- [Extracted data]:
========================

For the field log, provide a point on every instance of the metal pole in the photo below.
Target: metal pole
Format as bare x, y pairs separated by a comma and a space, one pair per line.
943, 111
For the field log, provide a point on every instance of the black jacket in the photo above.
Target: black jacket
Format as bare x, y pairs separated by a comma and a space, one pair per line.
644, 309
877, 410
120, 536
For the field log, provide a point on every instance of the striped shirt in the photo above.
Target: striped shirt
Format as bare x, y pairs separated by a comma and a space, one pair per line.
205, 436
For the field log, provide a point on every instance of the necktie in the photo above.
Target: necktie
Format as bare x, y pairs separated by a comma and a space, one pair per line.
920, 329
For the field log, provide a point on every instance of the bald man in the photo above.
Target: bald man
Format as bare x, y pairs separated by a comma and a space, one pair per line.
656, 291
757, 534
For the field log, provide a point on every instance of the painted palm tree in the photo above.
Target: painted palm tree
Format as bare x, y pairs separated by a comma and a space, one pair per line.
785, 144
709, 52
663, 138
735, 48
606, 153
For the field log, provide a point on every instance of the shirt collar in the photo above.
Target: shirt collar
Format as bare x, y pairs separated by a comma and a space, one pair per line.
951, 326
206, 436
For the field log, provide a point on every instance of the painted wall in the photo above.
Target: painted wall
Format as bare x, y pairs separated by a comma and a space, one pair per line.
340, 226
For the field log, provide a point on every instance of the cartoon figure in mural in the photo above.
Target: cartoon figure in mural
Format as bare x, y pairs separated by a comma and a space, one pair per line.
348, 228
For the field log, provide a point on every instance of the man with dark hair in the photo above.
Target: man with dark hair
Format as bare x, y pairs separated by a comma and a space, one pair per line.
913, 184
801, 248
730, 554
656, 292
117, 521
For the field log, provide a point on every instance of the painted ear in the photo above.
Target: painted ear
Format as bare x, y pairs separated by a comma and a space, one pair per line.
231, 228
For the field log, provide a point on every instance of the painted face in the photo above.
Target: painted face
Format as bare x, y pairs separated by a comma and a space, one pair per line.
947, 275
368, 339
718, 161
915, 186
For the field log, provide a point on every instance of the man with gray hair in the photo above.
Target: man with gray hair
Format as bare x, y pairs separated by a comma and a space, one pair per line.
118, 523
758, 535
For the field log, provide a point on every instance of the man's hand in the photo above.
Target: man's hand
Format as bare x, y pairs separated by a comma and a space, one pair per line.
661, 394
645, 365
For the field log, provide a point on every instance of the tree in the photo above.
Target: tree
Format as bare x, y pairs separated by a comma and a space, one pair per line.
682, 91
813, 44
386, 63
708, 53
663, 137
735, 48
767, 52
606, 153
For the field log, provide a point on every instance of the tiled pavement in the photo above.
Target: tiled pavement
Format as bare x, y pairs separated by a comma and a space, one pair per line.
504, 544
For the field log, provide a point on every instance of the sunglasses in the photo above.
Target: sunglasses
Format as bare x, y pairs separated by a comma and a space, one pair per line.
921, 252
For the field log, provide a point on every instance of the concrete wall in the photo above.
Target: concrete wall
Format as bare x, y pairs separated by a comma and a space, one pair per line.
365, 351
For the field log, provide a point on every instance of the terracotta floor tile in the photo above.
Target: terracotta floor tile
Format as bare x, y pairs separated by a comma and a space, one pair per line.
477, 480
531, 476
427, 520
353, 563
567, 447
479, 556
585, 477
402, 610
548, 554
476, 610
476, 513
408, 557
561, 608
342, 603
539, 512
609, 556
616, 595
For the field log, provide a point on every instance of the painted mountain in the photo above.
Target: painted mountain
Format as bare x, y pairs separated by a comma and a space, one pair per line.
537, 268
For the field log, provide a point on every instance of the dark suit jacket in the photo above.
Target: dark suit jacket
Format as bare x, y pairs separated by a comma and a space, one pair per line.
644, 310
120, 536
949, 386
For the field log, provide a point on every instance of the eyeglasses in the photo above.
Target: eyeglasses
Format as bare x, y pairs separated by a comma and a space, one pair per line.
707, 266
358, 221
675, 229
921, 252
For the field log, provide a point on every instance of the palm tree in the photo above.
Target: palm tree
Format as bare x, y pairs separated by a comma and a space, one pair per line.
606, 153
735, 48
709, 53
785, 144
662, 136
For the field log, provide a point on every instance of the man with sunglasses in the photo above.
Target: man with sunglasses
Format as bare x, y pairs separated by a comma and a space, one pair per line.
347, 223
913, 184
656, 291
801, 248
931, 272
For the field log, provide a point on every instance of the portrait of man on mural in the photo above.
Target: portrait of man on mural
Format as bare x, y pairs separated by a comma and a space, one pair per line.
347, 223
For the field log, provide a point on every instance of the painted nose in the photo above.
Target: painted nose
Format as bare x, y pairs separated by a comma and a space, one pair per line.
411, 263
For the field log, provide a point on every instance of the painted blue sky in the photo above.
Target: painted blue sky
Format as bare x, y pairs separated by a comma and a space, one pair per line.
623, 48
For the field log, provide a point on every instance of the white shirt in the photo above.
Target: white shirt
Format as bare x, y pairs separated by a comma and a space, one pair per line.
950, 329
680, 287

========================

- [What is being asked]:
Repeat the lines above with every word intact.

- [Written solution]:
For the field log, provide a point on every instance of the metal pole in the photo below.
Target: metal pole
Format as bare x, y pairs separated by a comma and a space, one pair per line.
943, 111
For the field log, provide a point on every instance of the black jacket in the photo above.
Target: black jacket
Format as bare x, y pairs separated by a comma and a space, one pair per line.
644, 309
877, 410
120, 536
For the field log, provide a point on every instance of the striped shirt in the photo above.
Target: striped shirt
Format as bare x, y pairs separated by a comma and a space, one pair per line.
205, 436
For the field log, provide a point on every instance of the necktie in the photo above.
Target: necktie
Format as bare x, y pairs separated by a comma and a space, one pair per line.
920, 329
For the field log, provide a point on every instance of the bald man in the photo above.
Target: bald man
Format as bare x, y pairs separated by a comma and a space, one pair per line.
656, 291
757, 534
For the field log, provide a point on every instance of the painted palm tree in the photo above.
Target: painted palm tree
Format as bare x, y pairs separated by a comma and a space, one pair per line.
785, 144
709, 52
663, 138
735, 48
606, 153
For the field log, provide a point on every instance of the shirt collar in the photo above.
Target: shirt collar
Format as bare x, y pairs separated by a comma and a space, one pair per line.
951, 326
206, 436
For the field log, provide a point on every instance of the painted wall in the photo above.
Target: painted wall
Format as bare x, y pairs separated by a comma and a space, one pair per line.
340, 226
For the field log, provide a point on every instance of the cartoon figure in mural in the photo above.
Target: cartoon figure in mural
Format as bare x, y pairs separated by a comma and a space, one pair per line.
348, 228
For the field log, provide a point on every instance of the man with dark hair in the photo above.
Target: man with dark hair
Format as bare x, y pairs separated by a comma and a space, one pair per line.
913, 184
801, 248
730, 554
656, 292
117, 521
For the field log, provide a point on every instance of the painted ear in the photo above.
Target: painted ear
Format as bare x, y pairs separated by a comma and a space, one pair per line.
231, 228
For the field log, provide a point on every instance of the painted face in the photo above.
Target: painted face
Format as bare x, y pairs separated by a comma and a space, one pair per line.
947, 275
368, 339
718, 161
915, 186
For the field log, provide a point on every instance of the man with gray hair in the photo above.
Target: man with gray hair
Format as bare x, y pairs separated by a comma and a space, one pair per line.
118, 523
758, 535
For the field log, provide a point on every instance of the man's hand in the photo above.
Target: man's hand
Format as bare x, y pairs separated by a comma and a space, one pair per line.
661, 394
645, 365
For the field log, provide a point on every instance of the tree in the photo above.
Target: tree
Format as bare x, y pairs separated by a comma and a space, one pair per line.
682, 91
813, 44
386, 63
708, 53
663, 137
735, 48
767, 52
606, 153
For the field log, provide a point on every instance of the tiled pavement in the photo above.
Target: tiled pavement
Format as bare x, y pairs separated by a comma and a space, one pair per line.
504, 544
For the field log, provide a point on every instance of the sunglasses in the photo above.
Target: sunglasses
Format as bare x, y pairs separated by a comma and a space, one pair per line.
921, 252
For the field log, provide a point on every instance of the concrete wall in the photo above.
Target: concrete wall
Format as bare x, y pairs separated by a comma and a space, one pair per line.
365, 351
For the field log, provide a point on every instance of the terracotta floor tile in the photo above.
Target: terracotta floor tile
Format as bare x, y pairs separated by a comma and a space, one pair per line.
477, 480
531, 476
427, 520
353, 563
567, 447
479, 556
585, 477
402, 610
548, 554
476, 610
476, 513
408, 557
561, 608
342, 603
539, 512
609, 556
616, 595
For the field log, provide a point on every instance of the painted mountain in the photo above.
Target: painted mountain
Format as bare x, y pairs separated by a comma and a space, one pair per line.
537, 268
For the field log, provide a point on every instance of the dark suit jacket in the photo above.
Target: dark suit jacket
Format as bare x, y pairs separated by a comma and a space, one pair per line.
644, 310
120, 536
949, 386
For the field log, provide a point on every instance of the eyeglasses in the photo above.
Target: eyeglasses
Format as bare x, y pairs separated by a comma and a space, one pair per line.
707, 266
358, 221
675, 229
921, 252
For the field log, provide a point on every instance of the palm tree in the photo above.
Target: palm tree
Format as bare x, y pairs separated by a comma and a space, one pair per line.
606, 153
735, 48
709, 53
785, 144
662, 136
For the field log, provide a point on every instance of the man with sunglasses in the photo above.
Target: man with sunglasses
Format as bare x, y pairs separated by a comma and a space, one pair per line.
347, 223
913, 184
656, 291
801, 248
931, 272
For the field log, provide a point on every instance of the portrait of man on mural in the photo above.
Target: portrait of man on mural
Format as bare x, y pairs separated by a comma and a space, one pair per line.
347, 223
For the field log, provide a point on every instance of the painted nose in the photo above.
Target: painted nose
Format as bare x, y pairs separated by a comma and a space, one pair per line.
411, 263
For the field log, provide a point on every instance of the painted blue sky in the photo above.
Target: painted blue sky
Format as bare x, y pairs separated by a comma and a space, one pair per line.
623, 48
For the field log, provide a point on every instance of the white shirt in the photo above.
Target: white shirt
Format as bare x, y pairs separated by a comma and a space, one pair per line.
950, 329
680, 287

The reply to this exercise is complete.